# [Exercise directions]
Reproduce the lines from the one containing "task | one point per instance, each pair like [761, 325]" through the end of the records, inclusive, without changing anything.

>> begin Dataset records

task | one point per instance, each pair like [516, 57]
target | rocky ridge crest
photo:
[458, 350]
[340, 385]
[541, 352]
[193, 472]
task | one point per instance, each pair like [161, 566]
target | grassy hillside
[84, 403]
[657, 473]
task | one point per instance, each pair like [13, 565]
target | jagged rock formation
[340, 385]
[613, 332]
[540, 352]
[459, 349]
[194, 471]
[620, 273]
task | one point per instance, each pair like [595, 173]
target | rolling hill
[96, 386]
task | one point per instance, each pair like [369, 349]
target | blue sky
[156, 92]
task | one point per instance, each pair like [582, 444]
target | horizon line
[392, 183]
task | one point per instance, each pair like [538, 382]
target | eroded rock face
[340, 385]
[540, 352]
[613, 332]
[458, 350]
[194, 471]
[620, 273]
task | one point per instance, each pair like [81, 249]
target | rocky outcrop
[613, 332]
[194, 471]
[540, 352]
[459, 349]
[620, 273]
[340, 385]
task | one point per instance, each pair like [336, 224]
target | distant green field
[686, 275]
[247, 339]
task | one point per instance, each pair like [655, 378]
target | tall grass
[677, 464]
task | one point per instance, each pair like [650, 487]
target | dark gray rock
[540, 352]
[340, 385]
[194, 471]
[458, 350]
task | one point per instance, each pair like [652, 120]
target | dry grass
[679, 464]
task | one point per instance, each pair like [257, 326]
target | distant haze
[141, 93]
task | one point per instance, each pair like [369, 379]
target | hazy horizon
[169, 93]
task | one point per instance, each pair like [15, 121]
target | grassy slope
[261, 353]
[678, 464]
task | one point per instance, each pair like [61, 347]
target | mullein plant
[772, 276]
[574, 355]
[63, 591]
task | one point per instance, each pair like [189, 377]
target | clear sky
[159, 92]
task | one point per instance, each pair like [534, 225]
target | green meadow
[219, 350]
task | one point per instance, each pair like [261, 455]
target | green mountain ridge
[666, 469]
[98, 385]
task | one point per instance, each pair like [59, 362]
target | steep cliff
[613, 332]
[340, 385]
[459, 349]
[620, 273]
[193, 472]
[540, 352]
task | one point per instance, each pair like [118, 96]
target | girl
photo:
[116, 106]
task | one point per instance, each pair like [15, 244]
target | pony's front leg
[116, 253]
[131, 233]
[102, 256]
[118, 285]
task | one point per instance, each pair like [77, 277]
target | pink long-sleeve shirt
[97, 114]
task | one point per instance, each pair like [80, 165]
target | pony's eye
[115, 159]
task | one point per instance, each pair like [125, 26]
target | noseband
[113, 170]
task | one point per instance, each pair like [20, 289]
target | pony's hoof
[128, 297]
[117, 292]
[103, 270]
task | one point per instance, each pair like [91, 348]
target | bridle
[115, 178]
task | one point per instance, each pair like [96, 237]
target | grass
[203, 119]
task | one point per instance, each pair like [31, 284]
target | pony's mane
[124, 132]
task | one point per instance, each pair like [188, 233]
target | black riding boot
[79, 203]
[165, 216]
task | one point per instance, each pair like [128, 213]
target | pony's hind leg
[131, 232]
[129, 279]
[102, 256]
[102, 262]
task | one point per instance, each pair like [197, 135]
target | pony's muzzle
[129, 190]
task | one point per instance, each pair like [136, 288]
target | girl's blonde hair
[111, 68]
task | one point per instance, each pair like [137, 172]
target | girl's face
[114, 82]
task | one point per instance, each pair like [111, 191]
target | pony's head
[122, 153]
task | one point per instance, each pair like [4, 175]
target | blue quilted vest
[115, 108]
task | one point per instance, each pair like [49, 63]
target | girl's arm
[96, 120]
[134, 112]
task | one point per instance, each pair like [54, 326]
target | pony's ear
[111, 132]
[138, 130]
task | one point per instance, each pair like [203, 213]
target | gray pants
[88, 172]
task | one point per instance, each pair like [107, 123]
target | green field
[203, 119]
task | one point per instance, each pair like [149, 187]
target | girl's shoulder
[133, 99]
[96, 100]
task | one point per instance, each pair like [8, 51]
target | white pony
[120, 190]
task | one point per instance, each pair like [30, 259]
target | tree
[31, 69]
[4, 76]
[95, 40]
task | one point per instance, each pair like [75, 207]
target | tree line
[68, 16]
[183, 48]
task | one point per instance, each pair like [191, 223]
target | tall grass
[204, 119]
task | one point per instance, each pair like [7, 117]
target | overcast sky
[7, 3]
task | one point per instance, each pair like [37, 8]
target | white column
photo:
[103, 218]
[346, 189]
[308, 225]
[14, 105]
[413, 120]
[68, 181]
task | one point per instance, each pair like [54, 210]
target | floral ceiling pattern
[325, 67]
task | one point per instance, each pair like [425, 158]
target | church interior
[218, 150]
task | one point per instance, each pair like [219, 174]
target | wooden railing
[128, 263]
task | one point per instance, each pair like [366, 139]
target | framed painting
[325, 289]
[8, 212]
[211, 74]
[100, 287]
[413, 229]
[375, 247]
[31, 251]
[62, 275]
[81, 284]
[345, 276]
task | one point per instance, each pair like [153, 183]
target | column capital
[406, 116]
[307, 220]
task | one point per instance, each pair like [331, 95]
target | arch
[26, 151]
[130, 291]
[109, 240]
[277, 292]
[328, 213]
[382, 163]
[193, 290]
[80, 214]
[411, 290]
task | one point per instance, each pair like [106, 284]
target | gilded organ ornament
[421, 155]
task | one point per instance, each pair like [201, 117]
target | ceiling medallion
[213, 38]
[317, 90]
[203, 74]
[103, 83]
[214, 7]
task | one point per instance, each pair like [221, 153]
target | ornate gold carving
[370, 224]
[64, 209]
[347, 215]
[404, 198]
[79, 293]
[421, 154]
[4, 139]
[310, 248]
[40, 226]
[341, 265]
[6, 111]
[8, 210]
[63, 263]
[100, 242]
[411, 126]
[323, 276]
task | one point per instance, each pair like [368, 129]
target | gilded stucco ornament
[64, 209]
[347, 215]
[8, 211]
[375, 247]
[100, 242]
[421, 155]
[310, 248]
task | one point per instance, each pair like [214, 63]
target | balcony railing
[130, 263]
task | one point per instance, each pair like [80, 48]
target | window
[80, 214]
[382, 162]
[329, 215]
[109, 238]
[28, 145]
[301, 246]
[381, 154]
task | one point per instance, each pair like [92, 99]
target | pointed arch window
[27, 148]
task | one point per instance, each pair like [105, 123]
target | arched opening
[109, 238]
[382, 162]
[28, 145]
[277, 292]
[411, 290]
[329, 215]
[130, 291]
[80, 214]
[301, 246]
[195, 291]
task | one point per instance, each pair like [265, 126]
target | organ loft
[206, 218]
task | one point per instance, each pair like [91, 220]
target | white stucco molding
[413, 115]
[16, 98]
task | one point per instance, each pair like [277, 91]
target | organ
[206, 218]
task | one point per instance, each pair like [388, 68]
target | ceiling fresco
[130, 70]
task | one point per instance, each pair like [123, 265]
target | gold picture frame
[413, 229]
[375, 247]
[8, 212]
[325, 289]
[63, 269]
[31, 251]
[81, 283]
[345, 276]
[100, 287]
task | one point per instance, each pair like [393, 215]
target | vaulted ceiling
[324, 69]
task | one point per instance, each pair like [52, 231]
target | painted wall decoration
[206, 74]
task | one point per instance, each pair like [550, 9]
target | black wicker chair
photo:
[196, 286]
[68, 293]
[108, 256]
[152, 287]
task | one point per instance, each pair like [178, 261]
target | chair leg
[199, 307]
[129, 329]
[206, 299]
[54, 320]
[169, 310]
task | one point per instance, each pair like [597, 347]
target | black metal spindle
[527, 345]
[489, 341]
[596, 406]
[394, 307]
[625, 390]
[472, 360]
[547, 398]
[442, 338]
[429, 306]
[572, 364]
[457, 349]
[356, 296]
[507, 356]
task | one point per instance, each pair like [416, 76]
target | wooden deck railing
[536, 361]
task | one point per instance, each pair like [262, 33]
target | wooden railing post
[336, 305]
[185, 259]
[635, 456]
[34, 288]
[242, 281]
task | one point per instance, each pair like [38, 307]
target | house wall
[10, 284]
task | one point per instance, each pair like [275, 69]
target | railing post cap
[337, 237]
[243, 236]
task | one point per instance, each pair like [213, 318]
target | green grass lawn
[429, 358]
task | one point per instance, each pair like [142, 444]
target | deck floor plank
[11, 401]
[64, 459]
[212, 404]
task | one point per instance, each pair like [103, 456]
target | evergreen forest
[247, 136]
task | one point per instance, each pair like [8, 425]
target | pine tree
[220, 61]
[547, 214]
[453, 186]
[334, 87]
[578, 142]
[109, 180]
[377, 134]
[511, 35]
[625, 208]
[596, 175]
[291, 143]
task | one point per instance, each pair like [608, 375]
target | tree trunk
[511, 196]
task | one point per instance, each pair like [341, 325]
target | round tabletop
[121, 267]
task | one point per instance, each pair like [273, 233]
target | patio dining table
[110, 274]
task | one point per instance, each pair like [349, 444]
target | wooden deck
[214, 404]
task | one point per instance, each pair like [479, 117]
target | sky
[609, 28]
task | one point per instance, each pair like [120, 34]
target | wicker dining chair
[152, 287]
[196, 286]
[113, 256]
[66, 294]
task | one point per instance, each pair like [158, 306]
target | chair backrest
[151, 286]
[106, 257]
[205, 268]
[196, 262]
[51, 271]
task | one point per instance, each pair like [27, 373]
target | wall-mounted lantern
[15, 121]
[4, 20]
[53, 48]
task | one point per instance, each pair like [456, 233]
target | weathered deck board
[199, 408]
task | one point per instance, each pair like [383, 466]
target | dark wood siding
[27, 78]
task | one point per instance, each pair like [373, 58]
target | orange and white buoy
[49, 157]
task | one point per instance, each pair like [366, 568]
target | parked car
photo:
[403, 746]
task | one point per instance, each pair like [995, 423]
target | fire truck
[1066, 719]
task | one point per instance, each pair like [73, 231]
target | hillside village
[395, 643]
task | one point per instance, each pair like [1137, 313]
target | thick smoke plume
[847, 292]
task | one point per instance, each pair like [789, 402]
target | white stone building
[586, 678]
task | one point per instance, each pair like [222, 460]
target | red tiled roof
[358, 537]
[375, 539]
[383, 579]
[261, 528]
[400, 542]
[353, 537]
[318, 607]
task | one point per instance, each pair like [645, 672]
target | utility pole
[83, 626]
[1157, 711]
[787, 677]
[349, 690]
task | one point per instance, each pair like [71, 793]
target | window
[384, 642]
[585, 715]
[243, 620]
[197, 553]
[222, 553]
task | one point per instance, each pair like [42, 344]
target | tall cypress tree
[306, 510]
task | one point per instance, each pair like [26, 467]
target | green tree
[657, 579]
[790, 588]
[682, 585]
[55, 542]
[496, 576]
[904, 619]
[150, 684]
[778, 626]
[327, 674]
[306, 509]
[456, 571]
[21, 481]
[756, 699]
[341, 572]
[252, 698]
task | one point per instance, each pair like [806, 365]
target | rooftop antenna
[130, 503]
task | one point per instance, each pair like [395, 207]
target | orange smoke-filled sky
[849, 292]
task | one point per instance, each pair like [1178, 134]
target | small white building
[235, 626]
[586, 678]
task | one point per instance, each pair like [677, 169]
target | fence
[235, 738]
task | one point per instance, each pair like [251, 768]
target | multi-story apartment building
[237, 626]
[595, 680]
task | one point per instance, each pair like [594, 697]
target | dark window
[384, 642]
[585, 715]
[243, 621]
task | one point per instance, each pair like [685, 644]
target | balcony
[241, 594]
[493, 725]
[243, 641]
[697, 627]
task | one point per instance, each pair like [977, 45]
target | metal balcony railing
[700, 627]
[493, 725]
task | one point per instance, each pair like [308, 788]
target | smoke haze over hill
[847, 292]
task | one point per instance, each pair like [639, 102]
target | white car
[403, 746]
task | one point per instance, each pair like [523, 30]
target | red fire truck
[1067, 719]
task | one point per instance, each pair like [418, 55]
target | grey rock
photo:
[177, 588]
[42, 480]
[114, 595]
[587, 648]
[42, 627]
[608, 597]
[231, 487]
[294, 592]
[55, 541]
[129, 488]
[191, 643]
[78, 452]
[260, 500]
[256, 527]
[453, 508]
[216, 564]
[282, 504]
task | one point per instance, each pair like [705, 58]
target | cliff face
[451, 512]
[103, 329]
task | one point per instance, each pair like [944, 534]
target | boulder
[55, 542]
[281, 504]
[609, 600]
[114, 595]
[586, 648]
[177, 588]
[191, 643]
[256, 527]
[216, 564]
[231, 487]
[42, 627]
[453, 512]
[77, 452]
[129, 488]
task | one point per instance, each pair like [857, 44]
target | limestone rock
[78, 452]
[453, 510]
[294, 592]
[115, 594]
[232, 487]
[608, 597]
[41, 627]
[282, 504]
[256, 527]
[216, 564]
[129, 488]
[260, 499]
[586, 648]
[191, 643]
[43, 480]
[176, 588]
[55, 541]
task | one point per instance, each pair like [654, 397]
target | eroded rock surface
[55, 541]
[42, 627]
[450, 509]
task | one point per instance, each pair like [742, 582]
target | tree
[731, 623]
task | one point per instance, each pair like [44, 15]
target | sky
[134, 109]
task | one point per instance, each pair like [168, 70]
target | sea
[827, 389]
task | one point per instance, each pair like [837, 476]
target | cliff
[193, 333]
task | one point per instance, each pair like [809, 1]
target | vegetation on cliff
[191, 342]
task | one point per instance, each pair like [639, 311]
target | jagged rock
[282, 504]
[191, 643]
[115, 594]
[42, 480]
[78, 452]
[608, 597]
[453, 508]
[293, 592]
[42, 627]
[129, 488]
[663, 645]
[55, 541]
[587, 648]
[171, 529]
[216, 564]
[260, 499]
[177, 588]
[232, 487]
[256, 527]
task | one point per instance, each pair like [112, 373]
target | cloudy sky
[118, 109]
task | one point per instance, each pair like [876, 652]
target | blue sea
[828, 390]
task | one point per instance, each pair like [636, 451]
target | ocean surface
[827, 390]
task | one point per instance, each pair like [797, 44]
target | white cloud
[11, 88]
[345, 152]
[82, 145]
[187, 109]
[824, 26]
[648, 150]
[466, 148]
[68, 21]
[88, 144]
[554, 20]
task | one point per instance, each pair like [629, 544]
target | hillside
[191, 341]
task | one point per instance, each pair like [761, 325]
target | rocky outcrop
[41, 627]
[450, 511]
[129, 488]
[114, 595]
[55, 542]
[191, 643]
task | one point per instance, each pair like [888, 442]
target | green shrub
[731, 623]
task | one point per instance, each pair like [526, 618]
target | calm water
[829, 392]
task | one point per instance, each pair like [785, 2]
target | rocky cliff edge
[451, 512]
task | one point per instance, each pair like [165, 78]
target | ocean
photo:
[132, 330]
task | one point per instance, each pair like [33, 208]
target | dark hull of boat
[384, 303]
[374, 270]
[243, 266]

>> end Dataset records

# [Exercise result]
task | one point per instance, each pair like [761, 325]
target | rocky outcrop
[41, 627]
[450, 511]
[129, 488]
[114, 595]
[55, 542]
[191, 643]
task | one point per instance, each pair like [888, 442]
target | green shrub
[731, 623]
task | one point per instance, each pair like [526, 618]
target | calm water
[829, 392]
task | one point per instance, each pair like [785, 2]
target | rocky cliff edge
[451, 512]
task | one point per instance, each pair like [165, 78]
target | ocean
photo:
[132, 330]
task | one point per instance, each pair like [33, 208]
target | dark hull of boat
[384, 303]
[374, 270]
[243, 266]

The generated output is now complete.